今回は、口内炎が長引く原因、そして対処法についてご紹介します。
1.口内炎がなかなか治らないのはなぜ?その原因は?
口内炎がなかなか治らない場合、まずは次に当てはまるものがないか、ということを疑ってみましょう。
1-1口内の持続的な物理的刺激
同じところをいつも噛みやすい、歯が尖っていて粘膜を傷つけやすい、入れ歯や矯正器具が擦れて痛い、といったような物理的刺激が常にある場合には、その部分が傷ついて口内炎を作りやすく、そして治りにくくなります。
1-2免疫力低下
免疫力が低下すると、細菌感染を起こしやすくなりますので、口内炎ができやすく、治りにくくなります。免疫力低下は、糖尿病や血液の病気などの全身疾患の他にも、ストレスや睡眠不足、疲労などによっても起こります。
1-3唾液の減少(ドライマウス)
口呼吸をしていると口の中が乾いてしまうので、粘膜が荒れやすく、しょっちゅう口内炎ができているような状態になりやすくなります。また、ストレスや薬の副作用などによっても唾液分泌の低下が起こり、お口の中に潤いがなくなって、同様のことが起こります。
1-4歯磨き粉に含まれる界面活性剤
歯磨き粉に含まれる泡立ち成分である界面活性剤が刺激となり、口内炎がなかなか治りづらくなることもあります。
1-5お口の清掃状態が良くない
口内炎は、お口の中に傷ができたところが細菌感染することで起こりますが、お口の衛生状態が良くないと、感染した状態が長引いてしまいます。
2.口内炎が治らない、長引く場合に考えられる病気は何?
口内炎がなかなか治らないという場合、なんらかの病気が影響している可能性、そして、口内炎ではなく違う病気の疑いも出てきます。考えられるものとして、次のような病気が挙げられます。
2-1フィステル(膿の排出孔)
これは口内炎ではなく、よく見た目が口内炎と間違えられやすいものです。フィステルは、歯根周囲に溜まった膿が歯茎の方に出口を開口している状態で、ニキビのようにも見えます。膿が溜まっては潰れて、ということを繰り返しますが、一旦できると自然になくなることはありません。治すためには根の治療などの歯科治療が必要になります。
2-2口腔がん
口内炎がいつまでたっても軽快の兆候が見られず、大きくなったりする場合、口腔がんの可能性も出てきます。2週間以上たっても口内炎が治る気配も見せない場合には放置せず、一度、歯科医師の診察を受けるようにしてください。
2-3金属アレルギー
口の中に銀歯や入れ歯などの金属が入っており、その金属に触れたり、金属イオンが溶け出して影響を受けたりする部分にただれや潰瘍といったアレルギー症状を起こすことがあります。
2-4白板症(はくばんしょう)
歯茎、舌の側面、頬の内側の粘膜といった口の中の粘膜に現れる、擦っても除去できない白斑状の病変です。明らかな原因は不明ですが、詰め物や入れ歯などの慢性的な刺激、喫煙や飲酒などによる化学的な刺激、栄養不足、加齢との関連が疑われています。

··········

## 課題
口内炎に関する本文で、口内炎が治らない、または長引く場合に考えられる病気として挙げられているものをすべて列挙してください。

## 抽出データ
··········

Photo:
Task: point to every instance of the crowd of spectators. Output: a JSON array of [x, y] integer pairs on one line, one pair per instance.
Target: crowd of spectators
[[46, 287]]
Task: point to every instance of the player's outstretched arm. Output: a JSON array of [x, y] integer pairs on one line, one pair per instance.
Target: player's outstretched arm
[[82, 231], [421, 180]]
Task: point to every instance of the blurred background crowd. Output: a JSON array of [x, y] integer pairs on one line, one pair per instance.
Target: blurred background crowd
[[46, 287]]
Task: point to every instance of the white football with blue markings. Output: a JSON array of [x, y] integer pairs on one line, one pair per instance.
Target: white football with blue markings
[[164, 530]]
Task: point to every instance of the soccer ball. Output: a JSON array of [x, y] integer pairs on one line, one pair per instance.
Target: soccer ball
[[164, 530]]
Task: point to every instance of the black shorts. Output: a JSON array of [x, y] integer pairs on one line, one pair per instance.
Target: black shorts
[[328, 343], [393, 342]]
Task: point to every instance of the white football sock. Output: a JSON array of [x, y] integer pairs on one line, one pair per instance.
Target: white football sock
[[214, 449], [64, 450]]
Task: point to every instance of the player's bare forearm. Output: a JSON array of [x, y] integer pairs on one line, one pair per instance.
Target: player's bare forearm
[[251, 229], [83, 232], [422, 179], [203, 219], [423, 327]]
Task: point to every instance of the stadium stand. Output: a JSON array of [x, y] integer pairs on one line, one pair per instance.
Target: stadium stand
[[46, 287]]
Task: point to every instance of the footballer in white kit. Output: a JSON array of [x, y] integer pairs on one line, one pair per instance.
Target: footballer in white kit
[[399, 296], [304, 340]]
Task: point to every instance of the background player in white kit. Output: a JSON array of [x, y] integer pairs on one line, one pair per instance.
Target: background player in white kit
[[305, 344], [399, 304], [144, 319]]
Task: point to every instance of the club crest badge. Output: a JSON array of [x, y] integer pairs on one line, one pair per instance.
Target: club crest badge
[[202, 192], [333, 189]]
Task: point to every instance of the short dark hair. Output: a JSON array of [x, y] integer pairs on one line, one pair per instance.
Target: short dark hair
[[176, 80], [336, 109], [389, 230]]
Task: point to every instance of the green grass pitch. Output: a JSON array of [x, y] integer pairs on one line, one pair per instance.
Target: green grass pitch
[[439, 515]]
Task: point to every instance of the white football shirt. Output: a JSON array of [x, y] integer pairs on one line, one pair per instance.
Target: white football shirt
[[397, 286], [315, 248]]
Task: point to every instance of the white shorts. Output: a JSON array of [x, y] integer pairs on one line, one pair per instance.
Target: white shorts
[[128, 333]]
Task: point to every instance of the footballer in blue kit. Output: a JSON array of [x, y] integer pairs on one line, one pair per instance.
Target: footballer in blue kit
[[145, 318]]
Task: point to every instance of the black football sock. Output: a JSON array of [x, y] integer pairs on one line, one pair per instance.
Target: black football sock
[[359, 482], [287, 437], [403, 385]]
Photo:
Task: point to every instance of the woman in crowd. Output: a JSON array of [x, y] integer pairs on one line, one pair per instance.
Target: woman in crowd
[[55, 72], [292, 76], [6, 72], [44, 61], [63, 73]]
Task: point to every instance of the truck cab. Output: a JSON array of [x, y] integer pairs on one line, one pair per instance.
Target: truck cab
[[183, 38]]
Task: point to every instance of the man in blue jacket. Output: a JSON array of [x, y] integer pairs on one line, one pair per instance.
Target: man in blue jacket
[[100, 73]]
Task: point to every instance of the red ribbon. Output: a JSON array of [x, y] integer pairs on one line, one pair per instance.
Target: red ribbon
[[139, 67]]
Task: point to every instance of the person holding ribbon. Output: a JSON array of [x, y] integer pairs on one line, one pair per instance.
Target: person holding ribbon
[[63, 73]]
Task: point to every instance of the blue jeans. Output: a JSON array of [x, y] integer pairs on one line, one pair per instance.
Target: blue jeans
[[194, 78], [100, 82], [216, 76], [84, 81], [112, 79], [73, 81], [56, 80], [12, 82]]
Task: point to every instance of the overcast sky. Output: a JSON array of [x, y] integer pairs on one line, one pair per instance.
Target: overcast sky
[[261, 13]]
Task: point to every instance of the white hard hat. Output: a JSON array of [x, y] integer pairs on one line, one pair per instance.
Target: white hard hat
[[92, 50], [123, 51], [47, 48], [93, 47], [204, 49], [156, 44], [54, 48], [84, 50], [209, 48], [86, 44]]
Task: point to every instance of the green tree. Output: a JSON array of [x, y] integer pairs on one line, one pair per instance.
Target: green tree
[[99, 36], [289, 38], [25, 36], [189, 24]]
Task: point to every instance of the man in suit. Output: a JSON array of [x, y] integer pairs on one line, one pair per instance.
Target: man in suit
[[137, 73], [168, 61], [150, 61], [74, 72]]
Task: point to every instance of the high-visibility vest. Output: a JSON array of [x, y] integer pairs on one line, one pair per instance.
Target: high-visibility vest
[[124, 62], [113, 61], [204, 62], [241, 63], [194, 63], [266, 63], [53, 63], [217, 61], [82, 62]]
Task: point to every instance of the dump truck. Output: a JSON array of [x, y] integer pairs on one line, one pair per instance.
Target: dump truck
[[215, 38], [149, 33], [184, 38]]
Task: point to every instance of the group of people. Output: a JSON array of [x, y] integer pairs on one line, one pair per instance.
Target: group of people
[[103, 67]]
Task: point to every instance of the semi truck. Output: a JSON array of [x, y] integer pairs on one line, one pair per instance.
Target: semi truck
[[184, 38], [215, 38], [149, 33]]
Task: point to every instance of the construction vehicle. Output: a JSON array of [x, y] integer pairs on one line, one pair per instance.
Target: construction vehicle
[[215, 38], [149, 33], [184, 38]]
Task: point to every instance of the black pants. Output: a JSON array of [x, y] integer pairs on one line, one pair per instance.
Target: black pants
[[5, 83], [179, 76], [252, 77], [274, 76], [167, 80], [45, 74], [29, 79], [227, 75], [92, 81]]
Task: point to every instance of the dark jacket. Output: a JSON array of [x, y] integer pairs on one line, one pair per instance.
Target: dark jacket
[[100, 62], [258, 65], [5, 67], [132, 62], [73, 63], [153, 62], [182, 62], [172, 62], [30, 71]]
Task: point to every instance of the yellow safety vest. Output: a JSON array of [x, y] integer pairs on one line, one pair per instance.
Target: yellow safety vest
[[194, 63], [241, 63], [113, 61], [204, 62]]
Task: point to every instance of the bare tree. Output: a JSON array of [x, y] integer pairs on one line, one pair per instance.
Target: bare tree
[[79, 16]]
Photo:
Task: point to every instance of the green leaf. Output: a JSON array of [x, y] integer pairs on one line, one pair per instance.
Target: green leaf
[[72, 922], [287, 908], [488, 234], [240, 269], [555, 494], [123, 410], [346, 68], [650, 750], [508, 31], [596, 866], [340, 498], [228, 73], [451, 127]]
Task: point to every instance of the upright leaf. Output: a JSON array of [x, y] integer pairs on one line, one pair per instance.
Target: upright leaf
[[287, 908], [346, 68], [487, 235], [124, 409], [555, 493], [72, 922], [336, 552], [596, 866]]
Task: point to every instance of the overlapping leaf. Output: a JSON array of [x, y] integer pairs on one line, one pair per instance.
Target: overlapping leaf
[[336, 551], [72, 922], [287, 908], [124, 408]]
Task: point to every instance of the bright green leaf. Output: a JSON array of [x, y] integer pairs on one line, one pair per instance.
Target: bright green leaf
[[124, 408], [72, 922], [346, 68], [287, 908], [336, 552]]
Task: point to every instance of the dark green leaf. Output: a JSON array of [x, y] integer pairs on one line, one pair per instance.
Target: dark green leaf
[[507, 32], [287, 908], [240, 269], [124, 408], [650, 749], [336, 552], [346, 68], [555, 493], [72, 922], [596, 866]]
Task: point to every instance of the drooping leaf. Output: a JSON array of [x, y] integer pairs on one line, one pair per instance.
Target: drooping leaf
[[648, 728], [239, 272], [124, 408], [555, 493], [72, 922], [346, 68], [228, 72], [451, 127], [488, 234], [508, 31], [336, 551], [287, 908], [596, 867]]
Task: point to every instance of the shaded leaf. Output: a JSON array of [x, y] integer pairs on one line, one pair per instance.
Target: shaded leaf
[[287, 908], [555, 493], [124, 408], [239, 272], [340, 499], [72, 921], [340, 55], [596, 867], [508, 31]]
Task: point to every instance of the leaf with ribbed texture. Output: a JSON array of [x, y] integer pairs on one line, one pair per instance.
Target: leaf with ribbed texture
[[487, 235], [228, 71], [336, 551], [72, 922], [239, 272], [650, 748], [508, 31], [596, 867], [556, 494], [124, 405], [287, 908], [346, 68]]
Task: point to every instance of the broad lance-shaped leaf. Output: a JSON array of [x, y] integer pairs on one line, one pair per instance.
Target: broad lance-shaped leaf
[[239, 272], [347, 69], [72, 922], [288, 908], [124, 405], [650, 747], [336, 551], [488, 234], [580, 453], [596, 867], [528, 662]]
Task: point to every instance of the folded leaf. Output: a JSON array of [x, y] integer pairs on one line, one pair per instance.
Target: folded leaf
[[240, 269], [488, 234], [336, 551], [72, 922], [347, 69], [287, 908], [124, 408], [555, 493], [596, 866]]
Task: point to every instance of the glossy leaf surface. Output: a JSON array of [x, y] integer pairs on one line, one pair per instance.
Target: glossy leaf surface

··········

## 解答
・フィステル(膿の排出孔)
・口腔がん
・金属アレルギー
・白板症(はくばんしょう)